(Stored entries)
⁂
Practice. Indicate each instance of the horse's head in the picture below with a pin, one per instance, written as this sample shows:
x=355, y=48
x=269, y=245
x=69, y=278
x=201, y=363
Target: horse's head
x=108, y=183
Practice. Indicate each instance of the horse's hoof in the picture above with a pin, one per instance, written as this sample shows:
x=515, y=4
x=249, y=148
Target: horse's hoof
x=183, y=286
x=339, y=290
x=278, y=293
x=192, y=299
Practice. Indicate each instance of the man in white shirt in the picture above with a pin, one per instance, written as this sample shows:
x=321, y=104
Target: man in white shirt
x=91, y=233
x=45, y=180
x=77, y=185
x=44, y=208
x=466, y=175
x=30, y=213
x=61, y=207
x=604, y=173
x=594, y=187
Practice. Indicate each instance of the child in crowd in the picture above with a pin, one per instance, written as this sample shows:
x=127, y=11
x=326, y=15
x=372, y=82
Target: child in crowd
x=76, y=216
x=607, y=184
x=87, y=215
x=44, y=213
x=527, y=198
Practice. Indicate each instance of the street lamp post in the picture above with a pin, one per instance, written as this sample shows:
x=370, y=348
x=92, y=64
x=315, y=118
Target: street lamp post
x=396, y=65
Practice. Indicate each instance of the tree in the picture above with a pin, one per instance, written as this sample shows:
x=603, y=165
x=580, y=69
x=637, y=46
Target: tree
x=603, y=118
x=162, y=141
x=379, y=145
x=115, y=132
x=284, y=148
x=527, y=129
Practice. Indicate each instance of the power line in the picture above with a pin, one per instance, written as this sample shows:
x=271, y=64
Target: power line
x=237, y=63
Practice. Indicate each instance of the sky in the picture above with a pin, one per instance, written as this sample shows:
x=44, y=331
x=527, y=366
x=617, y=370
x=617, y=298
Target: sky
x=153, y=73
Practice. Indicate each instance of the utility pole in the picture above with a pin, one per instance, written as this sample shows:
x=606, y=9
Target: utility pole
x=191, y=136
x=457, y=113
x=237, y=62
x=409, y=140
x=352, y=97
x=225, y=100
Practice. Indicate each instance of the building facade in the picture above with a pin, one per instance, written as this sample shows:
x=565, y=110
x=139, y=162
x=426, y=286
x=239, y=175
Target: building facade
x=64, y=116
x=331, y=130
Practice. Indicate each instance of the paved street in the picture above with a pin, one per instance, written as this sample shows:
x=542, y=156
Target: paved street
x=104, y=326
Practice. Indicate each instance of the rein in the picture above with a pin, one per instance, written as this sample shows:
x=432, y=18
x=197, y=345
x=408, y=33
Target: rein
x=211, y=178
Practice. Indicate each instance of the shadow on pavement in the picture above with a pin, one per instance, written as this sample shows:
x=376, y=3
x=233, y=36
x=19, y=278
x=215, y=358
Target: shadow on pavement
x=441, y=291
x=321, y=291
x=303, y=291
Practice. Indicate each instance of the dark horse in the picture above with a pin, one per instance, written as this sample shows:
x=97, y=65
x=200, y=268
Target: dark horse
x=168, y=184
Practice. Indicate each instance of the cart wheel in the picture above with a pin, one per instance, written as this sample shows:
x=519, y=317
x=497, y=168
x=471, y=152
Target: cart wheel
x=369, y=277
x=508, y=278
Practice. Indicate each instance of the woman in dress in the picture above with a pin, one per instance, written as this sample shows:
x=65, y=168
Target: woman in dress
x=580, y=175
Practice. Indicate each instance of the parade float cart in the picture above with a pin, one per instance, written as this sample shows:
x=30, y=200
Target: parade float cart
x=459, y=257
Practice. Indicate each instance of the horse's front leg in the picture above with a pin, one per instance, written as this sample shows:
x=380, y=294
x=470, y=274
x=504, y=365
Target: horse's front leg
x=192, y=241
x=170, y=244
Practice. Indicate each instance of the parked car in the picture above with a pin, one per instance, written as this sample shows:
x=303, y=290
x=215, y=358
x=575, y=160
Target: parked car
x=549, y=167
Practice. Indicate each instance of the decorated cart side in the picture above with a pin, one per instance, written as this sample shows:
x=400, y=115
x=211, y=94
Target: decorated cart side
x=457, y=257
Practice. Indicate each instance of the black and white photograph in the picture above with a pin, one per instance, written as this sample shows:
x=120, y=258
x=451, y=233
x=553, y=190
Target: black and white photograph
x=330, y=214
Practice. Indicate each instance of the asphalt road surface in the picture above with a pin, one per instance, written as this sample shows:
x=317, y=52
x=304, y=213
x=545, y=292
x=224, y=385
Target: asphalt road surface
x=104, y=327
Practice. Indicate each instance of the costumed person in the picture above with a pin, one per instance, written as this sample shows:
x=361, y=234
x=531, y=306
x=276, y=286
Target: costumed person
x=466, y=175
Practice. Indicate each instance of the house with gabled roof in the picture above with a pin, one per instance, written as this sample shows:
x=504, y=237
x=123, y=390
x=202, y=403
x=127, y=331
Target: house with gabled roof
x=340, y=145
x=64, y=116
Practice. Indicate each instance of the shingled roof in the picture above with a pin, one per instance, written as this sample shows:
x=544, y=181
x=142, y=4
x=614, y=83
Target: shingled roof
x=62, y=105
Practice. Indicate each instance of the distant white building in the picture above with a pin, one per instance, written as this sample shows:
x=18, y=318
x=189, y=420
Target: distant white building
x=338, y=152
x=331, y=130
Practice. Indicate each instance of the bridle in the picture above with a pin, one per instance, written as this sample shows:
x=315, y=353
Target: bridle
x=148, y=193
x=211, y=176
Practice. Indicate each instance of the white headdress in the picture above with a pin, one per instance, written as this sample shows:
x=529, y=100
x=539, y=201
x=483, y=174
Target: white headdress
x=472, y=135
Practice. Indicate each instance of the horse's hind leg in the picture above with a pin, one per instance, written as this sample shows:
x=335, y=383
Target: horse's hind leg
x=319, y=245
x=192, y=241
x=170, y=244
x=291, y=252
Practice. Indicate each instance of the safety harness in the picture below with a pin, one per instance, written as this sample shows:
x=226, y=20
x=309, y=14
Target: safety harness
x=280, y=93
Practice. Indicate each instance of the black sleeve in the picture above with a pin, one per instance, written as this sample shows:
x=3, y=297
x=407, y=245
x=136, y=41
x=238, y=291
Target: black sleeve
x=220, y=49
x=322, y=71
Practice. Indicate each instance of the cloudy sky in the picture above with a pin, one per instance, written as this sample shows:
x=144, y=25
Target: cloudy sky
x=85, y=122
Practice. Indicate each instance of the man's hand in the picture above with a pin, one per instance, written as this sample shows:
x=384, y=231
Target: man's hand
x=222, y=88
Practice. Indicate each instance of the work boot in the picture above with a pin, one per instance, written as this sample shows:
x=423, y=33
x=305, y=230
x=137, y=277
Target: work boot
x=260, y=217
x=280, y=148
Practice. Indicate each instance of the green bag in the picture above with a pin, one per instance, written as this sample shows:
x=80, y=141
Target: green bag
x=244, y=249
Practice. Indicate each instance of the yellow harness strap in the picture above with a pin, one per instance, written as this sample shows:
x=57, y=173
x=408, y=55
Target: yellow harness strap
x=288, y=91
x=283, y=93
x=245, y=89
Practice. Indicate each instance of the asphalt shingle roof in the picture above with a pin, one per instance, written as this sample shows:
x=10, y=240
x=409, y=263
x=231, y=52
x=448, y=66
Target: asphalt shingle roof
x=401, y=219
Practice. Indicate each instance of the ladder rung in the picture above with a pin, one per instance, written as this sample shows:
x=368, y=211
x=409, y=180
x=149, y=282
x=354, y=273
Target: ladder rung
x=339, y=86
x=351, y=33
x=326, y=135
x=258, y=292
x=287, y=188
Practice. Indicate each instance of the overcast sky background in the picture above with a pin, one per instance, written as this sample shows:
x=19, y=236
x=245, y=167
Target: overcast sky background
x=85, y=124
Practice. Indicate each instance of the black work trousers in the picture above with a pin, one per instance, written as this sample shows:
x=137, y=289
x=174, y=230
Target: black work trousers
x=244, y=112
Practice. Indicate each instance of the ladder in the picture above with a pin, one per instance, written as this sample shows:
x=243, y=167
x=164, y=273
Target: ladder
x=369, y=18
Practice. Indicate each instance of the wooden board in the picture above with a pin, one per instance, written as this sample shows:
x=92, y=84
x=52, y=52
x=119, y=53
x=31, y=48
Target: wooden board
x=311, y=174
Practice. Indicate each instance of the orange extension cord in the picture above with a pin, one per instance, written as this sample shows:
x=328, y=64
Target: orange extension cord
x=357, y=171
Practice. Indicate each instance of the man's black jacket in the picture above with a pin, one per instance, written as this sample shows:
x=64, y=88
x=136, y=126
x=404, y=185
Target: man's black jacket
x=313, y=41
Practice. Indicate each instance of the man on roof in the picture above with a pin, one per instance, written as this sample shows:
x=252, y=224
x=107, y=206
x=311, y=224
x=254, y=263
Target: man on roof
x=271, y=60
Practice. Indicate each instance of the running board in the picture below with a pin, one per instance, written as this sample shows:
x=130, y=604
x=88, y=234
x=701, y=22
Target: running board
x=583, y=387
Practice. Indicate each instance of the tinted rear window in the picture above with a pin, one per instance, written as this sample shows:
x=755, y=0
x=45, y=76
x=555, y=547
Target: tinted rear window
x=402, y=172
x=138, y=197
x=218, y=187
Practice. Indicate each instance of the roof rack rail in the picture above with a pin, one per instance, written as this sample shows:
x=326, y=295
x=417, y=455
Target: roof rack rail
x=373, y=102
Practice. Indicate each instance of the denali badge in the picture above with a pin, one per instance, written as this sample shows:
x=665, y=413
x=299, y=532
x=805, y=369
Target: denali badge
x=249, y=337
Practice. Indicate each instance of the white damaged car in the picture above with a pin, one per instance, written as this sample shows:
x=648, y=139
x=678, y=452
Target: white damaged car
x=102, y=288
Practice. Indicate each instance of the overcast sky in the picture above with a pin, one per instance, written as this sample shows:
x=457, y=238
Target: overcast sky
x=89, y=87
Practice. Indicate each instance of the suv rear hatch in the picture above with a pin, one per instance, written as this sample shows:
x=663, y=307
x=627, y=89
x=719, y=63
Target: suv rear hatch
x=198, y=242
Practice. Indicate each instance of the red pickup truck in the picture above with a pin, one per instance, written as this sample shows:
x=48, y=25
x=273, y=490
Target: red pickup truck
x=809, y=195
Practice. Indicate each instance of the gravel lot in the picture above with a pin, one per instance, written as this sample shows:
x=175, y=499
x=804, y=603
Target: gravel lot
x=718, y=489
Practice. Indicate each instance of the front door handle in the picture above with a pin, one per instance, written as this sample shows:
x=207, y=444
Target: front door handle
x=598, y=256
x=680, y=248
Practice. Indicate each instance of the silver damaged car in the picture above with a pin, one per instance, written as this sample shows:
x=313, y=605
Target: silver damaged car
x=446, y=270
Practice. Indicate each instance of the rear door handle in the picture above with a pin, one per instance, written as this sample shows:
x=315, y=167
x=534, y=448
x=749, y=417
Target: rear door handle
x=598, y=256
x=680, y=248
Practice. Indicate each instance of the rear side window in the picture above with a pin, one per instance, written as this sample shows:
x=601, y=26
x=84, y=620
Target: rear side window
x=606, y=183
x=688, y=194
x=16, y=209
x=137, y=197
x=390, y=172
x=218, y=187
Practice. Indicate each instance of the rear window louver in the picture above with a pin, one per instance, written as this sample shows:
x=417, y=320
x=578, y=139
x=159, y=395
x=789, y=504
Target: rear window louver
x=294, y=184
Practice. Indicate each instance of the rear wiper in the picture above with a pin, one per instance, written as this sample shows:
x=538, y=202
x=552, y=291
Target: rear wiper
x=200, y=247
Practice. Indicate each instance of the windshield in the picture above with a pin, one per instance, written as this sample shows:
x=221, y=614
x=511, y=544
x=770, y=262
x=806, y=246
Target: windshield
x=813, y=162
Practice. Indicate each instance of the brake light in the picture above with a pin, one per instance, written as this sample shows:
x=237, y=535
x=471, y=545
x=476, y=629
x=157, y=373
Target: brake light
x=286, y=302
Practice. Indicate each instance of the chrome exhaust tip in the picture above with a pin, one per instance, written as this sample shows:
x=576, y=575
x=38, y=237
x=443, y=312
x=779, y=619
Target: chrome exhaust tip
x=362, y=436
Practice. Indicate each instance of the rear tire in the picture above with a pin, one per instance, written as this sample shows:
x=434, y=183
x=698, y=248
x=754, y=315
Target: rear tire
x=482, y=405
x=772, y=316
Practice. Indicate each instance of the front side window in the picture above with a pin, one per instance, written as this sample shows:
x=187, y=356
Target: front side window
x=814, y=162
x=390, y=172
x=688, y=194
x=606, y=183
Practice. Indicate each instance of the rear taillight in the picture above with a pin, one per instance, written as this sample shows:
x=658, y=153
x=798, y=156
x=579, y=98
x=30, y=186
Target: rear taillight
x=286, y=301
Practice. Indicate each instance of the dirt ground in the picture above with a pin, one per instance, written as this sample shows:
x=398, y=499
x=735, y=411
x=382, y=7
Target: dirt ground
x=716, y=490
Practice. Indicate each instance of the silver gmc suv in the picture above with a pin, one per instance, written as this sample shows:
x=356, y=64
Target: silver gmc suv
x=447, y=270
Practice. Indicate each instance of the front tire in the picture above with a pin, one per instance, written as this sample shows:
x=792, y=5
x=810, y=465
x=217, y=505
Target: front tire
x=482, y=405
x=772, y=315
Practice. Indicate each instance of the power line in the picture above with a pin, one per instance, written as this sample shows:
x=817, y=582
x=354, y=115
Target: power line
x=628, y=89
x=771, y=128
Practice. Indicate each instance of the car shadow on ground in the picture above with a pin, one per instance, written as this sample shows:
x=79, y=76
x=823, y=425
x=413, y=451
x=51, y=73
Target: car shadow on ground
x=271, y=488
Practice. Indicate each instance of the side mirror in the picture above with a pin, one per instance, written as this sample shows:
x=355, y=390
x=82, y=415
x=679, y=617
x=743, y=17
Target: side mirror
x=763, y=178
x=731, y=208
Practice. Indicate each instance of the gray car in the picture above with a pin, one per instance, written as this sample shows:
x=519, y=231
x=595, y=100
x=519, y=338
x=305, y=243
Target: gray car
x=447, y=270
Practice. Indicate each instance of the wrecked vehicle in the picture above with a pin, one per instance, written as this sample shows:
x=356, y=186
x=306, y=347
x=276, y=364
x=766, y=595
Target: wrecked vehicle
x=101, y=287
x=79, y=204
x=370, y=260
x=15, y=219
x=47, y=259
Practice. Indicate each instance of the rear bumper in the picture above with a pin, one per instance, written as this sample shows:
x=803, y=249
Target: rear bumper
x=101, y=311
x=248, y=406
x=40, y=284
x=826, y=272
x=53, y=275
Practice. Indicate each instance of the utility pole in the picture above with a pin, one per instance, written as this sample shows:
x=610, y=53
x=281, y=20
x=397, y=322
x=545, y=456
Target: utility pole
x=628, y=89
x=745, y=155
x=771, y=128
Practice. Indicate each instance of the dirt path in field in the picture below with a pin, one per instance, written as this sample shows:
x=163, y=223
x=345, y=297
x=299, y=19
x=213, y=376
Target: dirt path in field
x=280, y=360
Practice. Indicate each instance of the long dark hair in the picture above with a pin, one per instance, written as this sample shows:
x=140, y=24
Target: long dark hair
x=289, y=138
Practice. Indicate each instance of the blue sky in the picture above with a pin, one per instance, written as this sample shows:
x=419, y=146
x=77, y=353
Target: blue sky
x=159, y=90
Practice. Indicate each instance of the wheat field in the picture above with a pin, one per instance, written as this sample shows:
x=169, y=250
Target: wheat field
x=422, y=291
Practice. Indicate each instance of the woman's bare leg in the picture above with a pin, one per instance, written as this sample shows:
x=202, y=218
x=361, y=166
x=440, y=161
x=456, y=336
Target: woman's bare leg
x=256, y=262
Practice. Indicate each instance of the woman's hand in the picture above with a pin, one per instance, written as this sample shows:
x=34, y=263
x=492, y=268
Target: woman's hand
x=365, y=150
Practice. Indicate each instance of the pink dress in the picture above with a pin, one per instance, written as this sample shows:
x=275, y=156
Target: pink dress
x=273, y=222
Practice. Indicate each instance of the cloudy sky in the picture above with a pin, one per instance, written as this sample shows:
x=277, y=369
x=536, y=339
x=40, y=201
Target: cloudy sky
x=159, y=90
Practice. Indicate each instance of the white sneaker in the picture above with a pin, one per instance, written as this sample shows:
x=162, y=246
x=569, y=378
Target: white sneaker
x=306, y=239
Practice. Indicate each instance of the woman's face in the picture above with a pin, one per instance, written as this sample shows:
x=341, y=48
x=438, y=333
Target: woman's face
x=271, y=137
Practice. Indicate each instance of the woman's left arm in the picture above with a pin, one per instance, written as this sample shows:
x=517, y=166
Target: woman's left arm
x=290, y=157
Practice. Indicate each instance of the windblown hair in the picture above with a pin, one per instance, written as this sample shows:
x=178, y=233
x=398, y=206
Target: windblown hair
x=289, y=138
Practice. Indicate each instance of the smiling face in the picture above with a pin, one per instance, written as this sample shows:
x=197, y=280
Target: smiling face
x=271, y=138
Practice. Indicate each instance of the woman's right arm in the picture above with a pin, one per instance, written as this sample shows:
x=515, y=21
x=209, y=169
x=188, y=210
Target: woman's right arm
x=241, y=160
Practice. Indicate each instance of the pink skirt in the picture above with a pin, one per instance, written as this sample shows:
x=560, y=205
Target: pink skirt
⁂
PROMPT:
With the first line being the one containing "x=417, y=455" and the last line the one containing "Practice. Indicate each instance of the front door", transcribe exactly the lines above that fall in that range.

EXPECTED ANSWER:
x=417, y=455
Target: roof rack rail
x=373, y=102
Practice. Indicate each instance of the denali badge in the picture above with a pin, one per instance, written as this sample shows:
x=665, y=413
x=299, y=532
x=805, y=369
Target: denali badge
x=249, y=337
Practice. Indicate each instance of the white damaged car in the picture above with a pin, one per instance, written as this sample shows:
x=648, y=139
x=678, y=452
Target: white damaged car
x=102, y=288
Practice. Indicate each instance of the overcast sky in the picture above with a pin, one per instance, written as this sample shows:
x=457, y=238
Target: overcast sky
x=89, y=87
Practice. Indicate each instance of the suv rear hatch in the picture above with a pin, one per instance, written as this sample shows:
x=663, y=307
x=627, y=89
x=719, y=63
Target: suv rear hatch
x=198, y=242
Practice. Indicate each instance of the red pickup truck in the picture above with a pin, one per instance, written as this sample shows:
x=48, y=25
x=273, y=490
Target: red pickup truck
x=809, y=195
Practice. Indicate each instance of the gravel lot in the picture above with a pin, one per instance, written as this sample shows:
x=175, y=499
x=804, y=603
Target: gravel lot
x=718, y=489
Practice. Indicate each instance of the front door handle in the picture above with a pin, one per instance, written as this sample shows:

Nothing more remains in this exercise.